STATED GOAL: Format every line of the data below as a numbered list, and drop any blank lines.

LISTED ENTRIES:
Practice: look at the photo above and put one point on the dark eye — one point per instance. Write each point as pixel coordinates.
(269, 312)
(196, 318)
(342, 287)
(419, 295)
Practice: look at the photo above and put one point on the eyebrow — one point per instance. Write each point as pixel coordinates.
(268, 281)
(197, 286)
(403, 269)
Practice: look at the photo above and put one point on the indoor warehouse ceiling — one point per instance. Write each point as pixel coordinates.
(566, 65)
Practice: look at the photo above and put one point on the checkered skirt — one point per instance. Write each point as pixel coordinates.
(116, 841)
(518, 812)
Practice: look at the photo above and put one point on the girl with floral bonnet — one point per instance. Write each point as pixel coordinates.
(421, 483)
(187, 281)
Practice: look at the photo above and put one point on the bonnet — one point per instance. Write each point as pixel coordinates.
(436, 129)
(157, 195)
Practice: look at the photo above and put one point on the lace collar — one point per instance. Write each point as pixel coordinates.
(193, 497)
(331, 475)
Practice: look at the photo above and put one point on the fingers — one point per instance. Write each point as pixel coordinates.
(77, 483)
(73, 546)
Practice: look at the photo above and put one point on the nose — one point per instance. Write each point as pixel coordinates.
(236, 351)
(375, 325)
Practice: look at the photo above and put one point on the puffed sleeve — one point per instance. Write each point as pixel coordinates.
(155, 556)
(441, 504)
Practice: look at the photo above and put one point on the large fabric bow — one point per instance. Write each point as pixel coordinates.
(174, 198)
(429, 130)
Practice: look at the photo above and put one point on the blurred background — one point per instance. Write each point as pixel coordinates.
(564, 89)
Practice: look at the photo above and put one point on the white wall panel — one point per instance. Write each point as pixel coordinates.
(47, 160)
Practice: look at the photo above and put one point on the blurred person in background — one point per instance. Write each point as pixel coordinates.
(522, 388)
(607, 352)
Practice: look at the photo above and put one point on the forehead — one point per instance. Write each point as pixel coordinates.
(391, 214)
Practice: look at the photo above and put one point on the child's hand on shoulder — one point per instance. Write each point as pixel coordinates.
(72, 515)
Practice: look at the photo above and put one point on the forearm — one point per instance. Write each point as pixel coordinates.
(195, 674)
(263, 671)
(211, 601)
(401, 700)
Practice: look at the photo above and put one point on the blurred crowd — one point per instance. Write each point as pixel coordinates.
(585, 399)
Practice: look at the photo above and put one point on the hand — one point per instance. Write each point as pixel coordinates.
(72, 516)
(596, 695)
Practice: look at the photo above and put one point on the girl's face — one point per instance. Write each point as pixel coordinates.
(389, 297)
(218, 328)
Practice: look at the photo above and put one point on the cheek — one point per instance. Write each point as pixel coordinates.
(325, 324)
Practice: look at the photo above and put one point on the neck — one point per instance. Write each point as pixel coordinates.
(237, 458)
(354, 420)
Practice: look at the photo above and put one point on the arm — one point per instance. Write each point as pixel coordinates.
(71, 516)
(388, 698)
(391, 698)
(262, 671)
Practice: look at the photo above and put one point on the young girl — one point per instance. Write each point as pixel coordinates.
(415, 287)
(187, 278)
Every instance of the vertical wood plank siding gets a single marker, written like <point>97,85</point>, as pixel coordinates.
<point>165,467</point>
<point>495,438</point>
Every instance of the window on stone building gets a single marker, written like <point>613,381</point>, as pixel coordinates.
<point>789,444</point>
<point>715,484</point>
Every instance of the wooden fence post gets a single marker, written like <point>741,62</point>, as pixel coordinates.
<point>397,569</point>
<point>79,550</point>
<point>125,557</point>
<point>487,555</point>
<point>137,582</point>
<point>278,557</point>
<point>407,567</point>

SOLUTION TO THIS TASK:
1. Practice: look at the photo above and put one point on the dark eye — one point per instance. Write each point as pixel coordinates.
2. (269, 312)
3. (196, 318)
4. (342, 287)
5. (419, 295)
6. Practice: look at the photo above and put one point on the eyebrow — one point per instance. Write each point as pixel coordinates.
7. (268, 281)
8. (197, 286)
9. (403, 269)
10. Practice: look at the photo above and put one point on the indoor warehouse ceiling — one point per instance. Write each point as pixel coordinates.
11. (566, 65)
12. Practice: look at the photo above and put one point on the checkered skirt — one point per instance. Write each point as pixel coordinates.
13. (116, 841)
14. (518, 812)
15. Practice: look at the photo above and put one point on the girl with floral bonnet — one point per instance. Write each point as pixel coordinates.
16. (421, 483)
17. (187, 281)
18. Practice: look at the photo above and put one point on the bonnet — one point per instance. Write each point as pixel coordinates.
19. (436, 129)
20. (157, 195)
21. Practice: look at the photo above and put one point on the lace collar — one point per instance. Write each point as pixel coordinates.
22. (193, 497)
23. (331, 475)
24. Practice: look at the photo above and put one point on the fingers — one point per instance. Write each point as pixel coordinates.
25. (77, 483)
26. (73, 546)
27. Practice: look at the photo above and put one point on the nose — one point per instance. Write each point as pixel coordinates.
28. (236, 351)
29. (375, 325)
30. Practice: look at the photo above and put one point on the puffed sleeve — one point per instance. Write each point as pixel coordinates.
31. (155, 556)
32. (441, 504)
33. Practice: look at the photo above and put one point on the large fabric bow — one point per instance. Write each point as pixel coordinates.
34. (174, 198)
35. (429, 130)
36. Practice: look at the photo above and put one point on the blurred background — one point per instance. Write each point as pixel coordinates.
37. (564, 89)
38. Practice: look at the photo above and put one point on the white wall panel — one point per instance. Write each point as pixel coordinates.
39. (47, 160)
40. Practice: look at the photo above and put one point on the blurred person in background — one point per instance. Write each point as pixel coordinates.
41. (522, 388)
42. (607, 352)
43. Practice: look at the photo above and put one point on the forehead — one point per instance. Write each point as pixel coordinates.
44. (391, 214)
45. Practice: look at the photo above and put one point on the child's hand on shoulder — one point per instance. Write each point as pixel coordinates.
46. (72, 515)
47. Practice: look at the photo above and put one point on the forearm — one point per instance. Write each point as pixel coordinates.
48. (195, 674)
49. (263, 671)
50. (211, 601)
51. (401, 700)
52. Practice: look at the photo above and put one point on the blurred crowd — one point per instance. Write each point as pixel coordinates.
53. (585, 399)
54. Practice: look at the photo above and put one point on the hand — one point per instance. Write each point as pixel coordinates.
55. (72, 516)
56. (596, 695)
57. Practice: look at the photo above and put one point on the girl's face — one point per instance. Write each point as pixel coordinates.
58. (389, 297)
59. (218, 328)
60. Practice: look at the photo above and put one point on the cheek — one point per instance. Write each point as pixel coordinates.
61. (325, 324)
62. Practice: look at the photo above and put one point on the neck — one point per instance. Write each point as pixel coordinates.
63. (237, 458)
64. (354, 420)
65. Practice: look at the photo above and put one point on the arm — one point per instance. Write each point as pixel coordinates.
66. (71, 516)
67. (388, 698)
68. (391, 698)
69. (262, 671)
70. Practice: look at the photo above and put one point on the young girl — one point per instance. Write each point as pixel coordinates.
71. (415, 287)
72. (187, 278)
73. Every instance of the vertical wood plank siding gets a single marker, written like <point>97,85</point>, as pixel coordinates.
74. <point>165,467</point>
75. <point>495,438</point>
76. Every instance of the window on stone building gets a single marker, written like <point>613,381</point>, as pixel coordinates.
77. <point>789,444</point>
78. <point>715,484</point>
79. Every instance of the wooden fence post gets a single marker, written like <point>741,62</point>, as pixel coordinates.
80. <point>397,569</point>
81. <point>79,550</point>
82. <point>125,557</point>
83. <point>487,555</point>
84. <point>137,582</point>
85. <point>278,557</point>
86. <point>407,567</point>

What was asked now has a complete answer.